## [WORK TO COMPLETE]
Could you reproduce every one of the lines below word for word, leaving the pictures out of your answer?

## [EXTRACTED MATERIAL]
━━━━━━

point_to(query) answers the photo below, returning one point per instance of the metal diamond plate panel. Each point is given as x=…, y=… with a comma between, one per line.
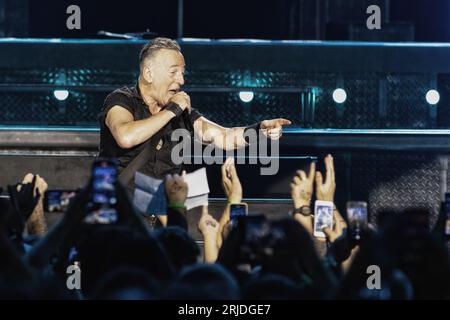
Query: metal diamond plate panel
x=397, y=182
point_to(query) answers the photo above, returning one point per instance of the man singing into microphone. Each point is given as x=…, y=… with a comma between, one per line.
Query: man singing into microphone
x=144, y=116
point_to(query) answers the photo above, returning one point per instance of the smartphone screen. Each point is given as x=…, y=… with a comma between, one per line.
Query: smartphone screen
x=323, y=217
x=447, y=213
x=57, y=200
x=103, y=199
x=238, y=210
x=357, y=218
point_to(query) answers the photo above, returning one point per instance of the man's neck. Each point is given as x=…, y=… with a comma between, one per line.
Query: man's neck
x=152, y=104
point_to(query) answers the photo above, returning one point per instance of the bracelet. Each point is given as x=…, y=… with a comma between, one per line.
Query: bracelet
x=175, y=205
x=255, y=126
x=175, y=108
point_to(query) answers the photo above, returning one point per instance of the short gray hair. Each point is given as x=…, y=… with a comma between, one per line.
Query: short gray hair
x=157, y=44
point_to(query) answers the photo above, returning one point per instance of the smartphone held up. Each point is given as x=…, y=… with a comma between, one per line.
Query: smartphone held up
x=102, y=206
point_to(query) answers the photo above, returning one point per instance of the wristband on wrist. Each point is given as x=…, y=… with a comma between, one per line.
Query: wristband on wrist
x=255, y=126
x=175, y=205
x=175, y=108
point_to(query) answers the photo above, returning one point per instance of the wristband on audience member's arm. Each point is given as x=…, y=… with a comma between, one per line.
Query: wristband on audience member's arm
x=175, y=108
x=176, y=205
x=255, y=126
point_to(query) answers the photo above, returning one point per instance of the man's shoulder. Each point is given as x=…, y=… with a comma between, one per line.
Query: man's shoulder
x=123, y=97
x=125, y=90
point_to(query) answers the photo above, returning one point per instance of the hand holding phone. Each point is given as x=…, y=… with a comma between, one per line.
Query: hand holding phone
x=102, y=207
x=357, y=219
x=58, y=200
x=238, y=210
x=323, y=217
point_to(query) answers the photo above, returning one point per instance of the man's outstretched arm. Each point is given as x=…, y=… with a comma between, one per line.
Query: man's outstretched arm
x=233, y=138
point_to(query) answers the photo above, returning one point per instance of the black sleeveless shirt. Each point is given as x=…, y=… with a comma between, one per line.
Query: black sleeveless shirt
x=160, y=163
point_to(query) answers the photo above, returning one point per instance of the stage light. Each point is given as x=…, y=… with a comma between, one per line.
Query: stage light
x=433, y=97
x=246, y=96
x=61, y=95
x=339, y=95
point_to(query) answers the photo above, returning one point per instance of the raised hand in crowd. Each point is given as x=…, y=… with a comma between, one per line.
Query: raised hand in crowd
x=176, y=191
x=36, y=224
x=301, y=192
x=233, y=190
x=325, y=190
x=209, y=228
x=230, y=181
x=24, y=198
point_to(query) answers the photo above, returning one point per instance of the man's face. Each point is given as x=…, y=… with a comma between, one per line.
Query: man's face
x=167, y=70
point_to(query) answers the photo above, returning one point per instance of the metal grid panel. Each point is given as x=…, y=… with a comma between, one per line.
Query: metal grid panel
x=70, y=77
x=228, y=110
x=43, y=109
x=397, y=182
x=406, y=102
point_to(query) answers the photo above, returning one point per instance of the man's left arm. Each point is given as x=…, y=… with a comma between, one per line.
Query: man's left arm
x=233, y=138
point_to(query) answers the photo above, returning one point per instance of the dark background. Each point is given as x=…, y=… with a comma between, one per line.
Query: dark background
x=276, y=19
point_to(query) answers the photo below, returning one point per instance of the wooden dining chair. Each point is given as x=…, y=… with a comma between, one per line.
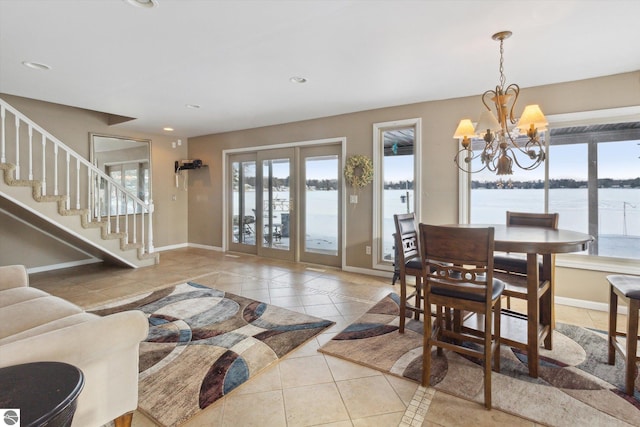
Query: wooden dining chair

━━━━━━

## [SOLUTION TO THE EXERCISE]
point_to(query) answers the photo below, returning one point per instance of the metal diamond plate panel. Each point is given as x=…, y=… with a comma between, one per line.
Query: metal diamond plate panel
x=397, y=182
point_to(query) answers the photo above, returning one point per instance of the man singing into microphone. Each point is given as x=…, y=… with a comma between, one per line.
Query: man singing into microphone
x=144, y=116
point_to(query) answers the photo above, returning one point per instance of the smartphone screen. Each point is given as x=…, y=… with a comma between, one per line.
Query: smartphone screen
x=323, y=217
x=447, y=213
x=57, y=200
x=103, y=199
x=238, y=210
x=357, y=218
point_to(query) answers the photo above, returning one point per instance of the man's neck. Each point is given as x=…, y=… with a comma between, one per line.
Query: man's neck
x=152, y=104
point_to(query) answers the photo above, returning one point per instance of the bracelet. Each point is given as x=…, y=… with a comma between, one per line.
Query: bracelet
x=175, y=205
x=255, y=126
x=175, y=108
point_to(query) answers the photo above, returning one point per instance of the short gray hair. Each point is given as x=…, y=… with a comma between, one per line.
Query: short gray hair
x=157, y=44
point_to(query) answers the photo above, returning one point per instance of the smartphone held up. Each point is given as x=…, y=… with a comma between, one per line.
Query: smartphone held up
x=102, y=206
point_to(query) answers the photo above, returning one point per instance of the wristband on wrist. Each point is given as x=…, y=… with a comma between, one per line.
Query: wristband on wrist
x=255, y=126
x=175, y=205
x=175, y=108
point_to(query) answers the photo above, returning one point per instance of the wristband on audience member's arm. Each point is given as x=…, y=… with a comma between, one per line.
Query: wristband on audience member's arm
x=175, y=108
x=176, y=205
x=255, y=126
point_to(query) answers the photo above, returning one point per instance of the man's shoulder. Each point is given as x=…, y=… with a comma between, one per line.
Query: man's shoulder
x=123, y=97
x=125, y=90
point_to(query) answers the photo above, returning one point per instance of the hand holding phone. Each point is given as x=…, y=… with a comma between, one per line.
Query: hand holding phone
x=102, y=207
x=357, y=219
x=58, y=200
x=238, y=210
x=323, y=217
point_to(query) answers the photo above, returning one point per instance of the man's outstretched arm. Each point is given as x=…, y=… with a comma between, one per line.
Query: man's outstretched arm
x=233, y=138
point_to(query) answers the photo above, returning one point per instance of the black sleeveless shirt. Each point is given as x=…, y=… with a comma between, one per line.
Query: black sleeveless shirt
x=160, y=163
point_to(query) answers the photo above, returning one point per instance of the stage light. Each point is given as x=…, y=… with a comma between, one per line.
Query: stage light
x=433, y=97
x=246, y=96
x=61, y=95
x=339, y=95
point_to(query) answers the photo above, returning one point per instance of the raised hand in crowd. Each point is given as x=…, y=… with a comma between, one per line.
Query: raised hand in crowd
x=176, y=191
x=36, y=224
x=301, y=192
x=233, y=190
x=325, y=190
x=209, y=228
x=230, y=181
x=24, y=198
point_to(query) answers the photo above, returning one point per instance of the man's face. Each point is given as x=…, y=… with a comma between, one per line.
Query: man's face
x=167, y=70
point_to(query) answers the photo above, returning one point per instance of the metal grid panel. Each point is given as x=…, y=… with a comma between, one per line.
Query: metal grid panel
x=70, y=77
x=228, y=110
x=43, y=109
x=397, y=182
x=406, y=102
point_to(query) answers the photo above, returning one point per instance of the man's left arm. Each point is given as x=…, y=… with a comma between, one per line.
Query: man's left arm
x=233, y=138
point_to(query) answers the photo above, returning one point per instance of the dark background. Each point is given as x=…, y=… with a comma between, one per line.
Query: dark background
x=276, y=19
point_to(query) answers the photo below, returning one point per instance of the wooden dining chair. Each point is given as x=…, y=… with a comma between, one per line.
Query: wooden dining chair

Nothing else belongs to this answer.